[MATERIAL]
□ □ □ □
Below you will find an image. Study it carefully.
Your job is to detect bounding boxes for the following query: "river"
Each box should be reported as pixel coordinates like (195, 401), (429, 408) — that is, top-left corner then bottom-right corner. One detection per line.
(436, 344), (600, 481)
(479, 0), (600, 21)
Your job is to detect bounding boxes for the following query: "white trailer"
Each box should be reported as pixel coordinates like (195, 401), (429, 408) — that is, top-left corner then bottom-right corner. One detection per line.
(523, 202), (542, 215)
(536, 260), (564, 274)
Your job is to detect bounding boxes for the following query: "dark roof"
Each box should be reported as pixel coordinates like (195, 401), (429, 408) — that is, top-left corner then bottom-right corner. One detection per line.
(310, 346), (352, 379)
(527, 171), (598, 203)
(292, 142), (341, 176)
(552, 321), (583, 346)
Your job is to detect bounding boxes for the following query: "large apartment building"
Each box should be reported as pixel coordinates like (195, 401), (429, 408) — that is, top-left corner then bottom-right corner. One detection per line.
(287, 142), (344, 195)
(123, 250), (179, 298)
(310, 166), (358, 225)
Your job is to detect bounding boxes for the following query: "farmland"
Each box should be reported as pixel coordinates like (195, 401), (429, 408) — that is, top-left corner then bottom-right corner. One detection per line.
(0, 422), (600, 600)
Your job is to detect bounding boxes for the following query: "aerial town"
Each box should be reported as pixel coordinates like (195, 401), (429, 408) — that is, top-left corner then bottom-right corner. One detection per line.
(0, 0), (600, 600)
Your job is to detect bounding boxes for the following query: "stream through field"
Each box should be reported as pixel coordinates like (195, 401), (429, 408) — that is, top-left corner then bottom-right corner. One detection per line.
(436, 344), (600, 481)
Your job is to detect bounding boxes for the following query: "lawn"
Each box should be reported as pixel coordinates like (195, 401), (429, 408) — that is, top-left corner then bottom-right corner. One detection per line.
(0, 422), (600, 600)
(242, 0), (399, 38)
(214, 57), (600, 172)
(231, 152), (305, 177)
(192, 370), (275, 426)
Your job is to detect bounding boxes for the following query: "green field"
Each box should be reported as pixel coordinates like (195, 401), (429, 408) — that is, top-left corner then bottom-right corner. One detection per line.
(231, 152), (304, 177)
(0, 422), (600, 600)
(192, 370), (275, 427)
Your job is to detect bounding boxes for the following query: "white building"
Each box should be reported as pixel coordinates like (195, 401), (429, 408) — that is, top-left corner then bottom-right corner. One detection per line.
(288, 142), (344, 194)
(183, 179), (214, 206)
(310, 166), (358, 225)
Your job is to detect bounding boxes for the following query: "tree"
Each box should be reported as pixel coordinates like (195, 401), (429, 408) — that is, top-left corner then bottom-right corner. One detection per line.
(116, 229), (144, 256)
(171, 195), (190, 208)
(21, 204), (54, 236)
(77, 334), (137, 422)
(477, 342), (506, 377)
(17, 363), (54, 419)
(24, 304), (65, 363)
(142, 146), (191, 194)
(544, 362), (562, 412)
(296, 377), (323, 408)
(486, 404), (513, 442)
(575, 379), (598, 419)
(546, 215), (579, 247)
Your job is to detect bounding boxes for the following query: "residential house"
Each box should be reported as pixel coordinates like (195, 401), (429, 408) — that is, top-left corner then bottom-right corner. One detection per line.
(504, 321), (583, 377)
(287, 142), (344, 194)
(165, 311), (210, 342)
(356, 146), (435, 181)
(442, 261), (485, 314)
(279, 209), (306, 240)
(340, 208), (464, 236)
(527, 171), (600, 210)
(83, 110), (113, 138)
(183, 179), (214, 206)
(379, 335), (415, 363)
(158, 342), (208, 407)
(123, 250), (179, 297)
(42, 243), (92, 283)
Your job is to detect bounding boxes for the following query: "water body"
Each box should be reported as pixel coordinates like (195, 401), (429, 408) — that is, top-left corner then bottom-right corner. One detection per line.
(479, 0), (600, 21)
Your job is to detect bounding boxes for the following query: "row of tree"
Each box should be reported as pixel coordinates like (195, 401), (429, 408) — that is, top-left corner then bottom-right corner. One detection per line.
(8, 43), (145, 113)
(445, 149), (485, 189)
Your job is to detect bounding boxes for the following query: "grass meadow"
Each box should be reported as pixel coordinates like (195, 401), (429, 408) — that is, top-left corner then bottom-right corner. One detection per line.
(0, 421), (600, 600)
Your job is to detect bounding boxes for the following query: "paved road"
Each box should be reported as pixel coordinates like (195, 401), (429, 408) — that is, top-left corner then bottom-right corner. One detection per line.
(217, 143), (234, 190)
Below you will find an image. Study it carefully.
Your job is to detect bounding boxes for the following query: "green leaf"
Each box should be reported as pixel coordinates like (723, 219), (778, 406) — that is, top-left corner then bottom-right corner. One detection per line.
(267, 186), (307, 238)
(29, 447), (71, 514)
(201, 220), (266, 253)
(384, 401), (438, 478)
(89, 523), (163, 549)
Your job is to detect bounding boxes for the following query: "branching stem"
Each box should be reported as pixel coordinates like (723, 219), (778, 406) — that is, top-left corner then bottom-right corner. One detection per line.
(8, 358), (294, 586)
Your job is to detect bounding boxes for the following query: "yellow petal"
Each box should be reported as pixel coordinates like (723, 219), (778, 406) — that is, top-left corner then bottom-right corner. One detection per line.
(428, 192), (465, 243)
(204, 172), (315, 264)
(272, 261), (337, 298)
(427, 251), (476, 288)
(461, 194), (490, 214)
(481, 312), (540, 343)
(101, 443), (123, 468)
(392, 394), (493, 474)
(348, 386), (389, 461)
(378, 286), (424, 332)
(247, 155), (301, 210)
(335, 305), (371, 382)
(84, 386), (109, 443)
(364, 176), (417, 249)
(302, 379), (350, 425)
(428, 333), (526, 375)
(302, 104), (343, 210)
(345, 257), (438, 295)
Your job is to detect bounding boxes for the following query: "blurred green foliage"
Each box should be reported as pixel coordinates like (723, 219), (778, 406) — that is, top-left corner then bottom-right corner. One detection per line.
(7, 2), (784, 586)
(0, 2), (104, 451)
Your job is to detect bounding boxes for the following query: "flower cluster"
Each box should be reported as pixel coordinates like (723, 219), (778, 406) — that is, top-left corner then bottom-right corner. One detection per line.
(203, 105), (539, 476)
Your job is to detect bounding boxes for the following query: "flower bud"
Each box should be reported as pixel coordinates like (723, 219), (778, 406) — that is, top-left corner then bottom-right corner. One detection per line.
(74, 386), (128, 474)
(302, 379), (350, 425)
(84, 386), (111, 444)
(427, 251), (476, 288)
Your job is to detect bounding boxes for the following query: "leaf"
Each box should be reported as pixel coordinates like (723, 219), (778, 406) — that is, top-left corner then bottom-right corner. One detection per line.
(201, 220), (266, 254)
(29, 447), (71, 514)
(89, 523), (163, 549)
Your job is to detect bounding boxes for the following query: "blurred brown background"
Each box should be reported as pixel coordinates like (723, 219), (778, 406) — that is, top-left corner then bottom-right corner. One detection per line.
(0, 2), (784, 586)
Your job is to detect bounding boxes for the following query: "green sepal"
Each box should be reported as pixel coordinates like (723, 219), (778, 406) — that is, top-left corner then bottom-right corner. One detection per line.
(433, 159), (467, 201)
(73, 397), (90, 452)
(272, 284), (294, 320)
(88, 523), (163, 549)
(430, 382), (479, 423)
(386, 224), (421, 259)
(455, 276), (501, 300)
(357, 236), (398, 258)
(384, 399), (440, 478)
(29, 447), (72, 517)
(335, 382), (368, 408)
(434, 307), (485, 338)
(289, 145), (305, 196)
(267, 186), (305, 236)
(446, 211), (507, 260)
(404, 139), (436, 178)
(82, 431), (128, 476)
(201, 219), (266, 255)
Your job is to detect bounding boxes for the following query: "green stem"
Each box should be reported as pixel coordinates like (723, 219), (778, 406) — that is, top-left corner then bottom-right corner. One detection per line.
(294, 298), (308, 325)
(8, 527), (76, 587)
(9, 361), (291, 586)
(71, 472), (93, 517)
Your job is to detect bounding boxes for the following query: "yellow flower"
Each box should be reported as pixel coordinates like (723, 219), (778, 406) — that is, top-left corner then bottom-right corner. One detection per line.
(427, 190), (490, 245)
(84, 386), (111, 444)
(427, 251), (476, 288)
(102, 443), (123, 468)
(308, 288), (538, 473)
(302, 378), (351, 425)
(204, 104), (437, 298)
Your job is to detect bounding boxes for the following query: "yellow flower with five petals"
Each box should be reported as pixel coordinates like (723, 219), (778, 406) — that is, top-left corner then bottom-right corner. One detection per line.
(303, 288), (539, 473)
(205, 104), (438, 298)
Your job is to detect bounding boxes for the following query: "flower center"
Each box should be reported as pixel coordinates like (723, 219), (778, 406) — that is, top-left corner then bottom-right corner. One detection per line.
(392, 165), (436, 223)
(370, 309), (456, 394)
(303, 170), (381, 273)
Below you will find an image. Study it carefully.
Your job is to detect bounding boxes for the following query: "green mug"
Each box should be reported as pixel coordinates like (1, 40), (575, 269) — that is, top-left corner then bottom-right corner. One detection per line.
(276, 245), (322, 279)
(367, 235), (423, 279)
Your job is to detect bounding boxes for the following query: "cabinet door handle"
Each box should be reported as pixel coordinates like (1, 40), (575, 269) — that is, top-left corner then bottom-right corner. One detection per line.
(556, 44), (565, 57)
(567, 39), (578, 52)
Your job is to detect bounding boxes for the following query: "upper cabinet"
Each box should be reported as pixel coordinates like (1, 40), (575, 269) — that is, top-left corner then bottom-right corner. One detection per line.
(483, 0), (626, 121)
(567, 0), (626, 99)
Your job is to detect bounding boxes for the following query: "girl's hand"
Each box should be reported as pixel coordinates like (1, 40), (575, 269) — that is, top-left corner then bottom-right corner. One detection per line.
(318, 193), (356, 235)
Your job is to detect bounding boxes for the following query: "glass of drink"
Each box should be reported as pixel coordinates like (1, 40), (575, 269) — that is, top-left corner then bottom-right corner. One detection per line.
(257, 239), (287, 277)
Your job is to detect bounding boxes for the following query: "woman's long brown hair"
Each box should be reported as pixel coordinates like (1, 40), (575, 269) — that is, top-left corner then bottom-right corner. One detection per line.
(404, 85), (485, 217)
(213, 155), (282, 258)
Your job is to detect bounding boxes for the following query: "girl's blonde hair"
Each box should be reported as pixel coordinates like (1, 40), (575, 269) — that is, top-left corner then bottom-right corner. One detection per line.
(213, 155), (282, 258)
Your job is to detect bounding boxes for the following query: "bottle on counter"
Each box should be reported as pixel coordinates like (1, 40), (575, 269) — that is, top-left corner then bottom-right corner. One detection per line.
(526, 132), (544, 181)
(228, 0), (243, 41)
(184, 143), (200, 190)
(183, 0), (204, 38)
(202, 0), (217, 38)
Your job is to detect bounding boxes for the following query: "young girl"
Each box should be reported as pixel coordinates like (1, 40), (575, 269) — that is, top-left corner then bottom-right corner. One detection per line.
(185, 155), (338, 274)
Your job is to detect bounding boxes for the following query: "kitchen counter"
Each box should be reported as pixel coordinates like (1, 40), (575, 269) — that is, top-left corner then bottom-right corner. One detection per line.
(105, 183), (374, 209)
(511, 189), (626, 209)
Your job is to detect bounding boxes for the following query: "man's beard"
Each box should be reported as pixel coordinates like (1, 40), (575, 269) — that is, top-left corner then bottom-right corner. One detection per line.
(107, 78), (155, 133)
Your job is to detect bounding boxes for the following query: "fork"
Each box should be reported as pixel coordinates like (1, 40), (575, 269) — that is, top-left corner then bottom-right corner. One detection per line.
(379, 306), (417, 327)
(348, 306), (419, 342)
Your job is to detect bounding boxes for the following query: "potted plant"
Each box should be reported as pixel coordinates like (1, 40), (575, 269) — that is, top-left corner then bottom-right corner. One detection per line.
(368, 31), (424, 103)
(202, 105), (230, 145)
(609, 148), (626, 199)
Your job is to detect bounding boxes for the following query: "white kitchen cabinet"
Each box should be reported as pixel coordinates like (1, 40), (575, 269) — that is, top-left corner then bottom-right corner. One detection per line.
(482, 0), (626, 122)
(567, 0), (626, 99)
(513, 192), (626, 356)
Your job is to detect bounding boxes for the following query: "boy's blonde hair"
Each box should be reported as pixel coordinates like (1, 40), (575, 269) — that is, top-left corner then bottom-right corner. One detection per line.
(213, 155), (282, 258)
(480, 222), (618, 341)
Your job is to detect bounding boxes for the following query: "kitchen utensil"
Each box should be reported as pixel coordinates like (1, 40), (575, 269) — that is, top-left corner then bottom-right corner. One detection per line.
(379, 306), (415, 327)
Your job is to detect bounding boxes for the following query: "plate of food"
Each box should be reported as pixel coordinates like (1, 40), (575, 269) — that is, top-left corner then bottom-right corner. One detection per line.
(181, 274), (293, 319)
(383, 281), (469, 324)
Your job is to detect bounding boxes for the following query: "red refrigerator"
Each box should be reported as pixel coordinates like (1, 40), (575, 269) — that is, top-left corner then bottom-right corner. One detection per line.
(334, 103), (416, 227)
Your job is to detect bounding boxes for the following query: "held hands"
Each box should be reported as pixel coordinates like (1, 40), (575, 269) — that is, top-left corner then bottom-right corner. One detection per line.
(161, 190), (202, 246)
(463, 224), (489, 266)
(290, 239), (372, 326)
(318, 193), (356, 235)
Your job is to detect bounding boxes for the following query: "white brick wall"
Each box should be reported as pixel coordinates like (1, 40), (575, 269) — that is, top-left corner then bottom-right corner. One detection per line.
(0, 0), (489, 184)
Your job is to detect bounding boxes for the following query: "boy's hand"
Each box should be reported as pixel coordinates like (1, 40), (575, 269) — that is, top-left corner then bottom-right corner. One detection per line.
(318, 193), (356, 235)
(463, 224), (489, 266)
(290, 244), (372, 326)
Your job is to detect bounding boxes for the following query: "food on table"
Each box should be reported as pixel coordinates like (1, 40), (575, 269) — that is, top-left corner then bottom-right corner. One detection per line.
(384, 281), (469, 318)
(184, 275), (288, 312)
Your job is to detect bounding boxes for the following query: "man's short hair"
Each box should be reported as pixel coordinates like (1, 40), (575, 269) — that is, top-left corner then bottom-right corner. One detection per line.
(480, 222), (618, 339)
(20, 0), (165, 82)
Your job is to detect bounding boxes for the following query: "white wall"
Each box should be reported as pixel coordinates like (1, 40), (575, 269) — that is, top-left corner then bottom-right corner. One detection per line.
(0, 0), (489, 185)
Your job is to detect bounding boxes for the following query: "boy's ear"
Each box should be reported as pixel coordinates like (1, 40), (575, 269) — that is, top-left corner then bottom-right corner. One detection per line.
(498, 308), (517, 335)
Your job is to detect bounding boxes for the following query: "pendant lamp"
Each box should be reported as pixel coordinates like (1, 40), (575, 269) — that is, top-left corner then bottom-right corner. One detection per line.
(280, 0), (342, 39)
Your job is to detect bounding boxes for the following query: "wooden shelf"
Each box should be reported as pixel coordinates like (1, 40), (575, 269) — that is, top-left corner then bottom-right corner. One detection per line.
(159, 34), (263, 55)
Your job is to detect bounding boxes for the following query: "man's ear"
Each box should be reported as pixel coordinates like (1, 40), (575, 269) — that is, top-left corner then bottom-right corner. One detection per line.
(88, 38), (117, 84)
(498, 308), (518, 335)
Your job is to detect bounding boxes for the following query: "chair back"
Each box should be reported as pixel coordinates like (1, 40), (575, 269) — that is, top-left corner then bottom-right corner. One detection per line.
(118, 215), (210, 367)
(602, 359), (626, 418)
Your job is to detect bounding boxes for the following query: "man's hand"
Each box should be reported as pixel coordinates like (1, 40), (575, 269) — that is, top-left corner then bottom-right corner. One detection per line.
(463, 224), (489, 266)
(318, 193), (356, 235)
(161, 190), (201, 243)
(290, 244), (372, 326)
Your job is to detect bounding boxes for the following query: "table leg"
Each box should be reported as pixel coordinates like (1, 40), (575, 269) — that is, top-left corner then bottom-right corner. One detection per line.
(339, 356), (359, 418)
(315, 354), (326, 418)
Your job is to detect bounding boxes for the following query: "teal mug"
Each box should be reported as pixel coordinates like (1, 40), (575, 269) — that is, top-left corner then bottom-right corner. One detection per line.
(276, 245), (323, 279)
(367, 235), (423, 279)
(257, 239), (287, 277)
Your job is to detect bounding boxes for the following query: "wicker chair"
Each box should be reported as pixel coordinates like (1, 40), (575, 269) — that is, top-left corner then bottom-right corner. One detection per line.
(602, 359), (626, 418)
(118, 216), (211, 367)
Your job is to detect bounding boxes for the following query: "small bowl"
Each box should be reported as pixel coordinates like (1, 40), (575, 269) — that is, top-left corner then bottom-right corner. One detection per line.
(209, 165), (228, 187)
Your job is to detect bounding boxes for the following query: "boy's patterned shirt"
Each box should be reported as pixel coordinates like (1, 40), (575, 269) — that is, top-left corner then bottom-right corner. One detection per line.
□ □ □ □
[PROBLEM]
Please pull out every line of the listing that contains the string "field", copying each one in full. Case counts.

[EXERCISE ANSWER]
Your job is to detect bounding boxes for the following query: "stream through field"
Your job is to detect bounding boxes for the following query: "green field"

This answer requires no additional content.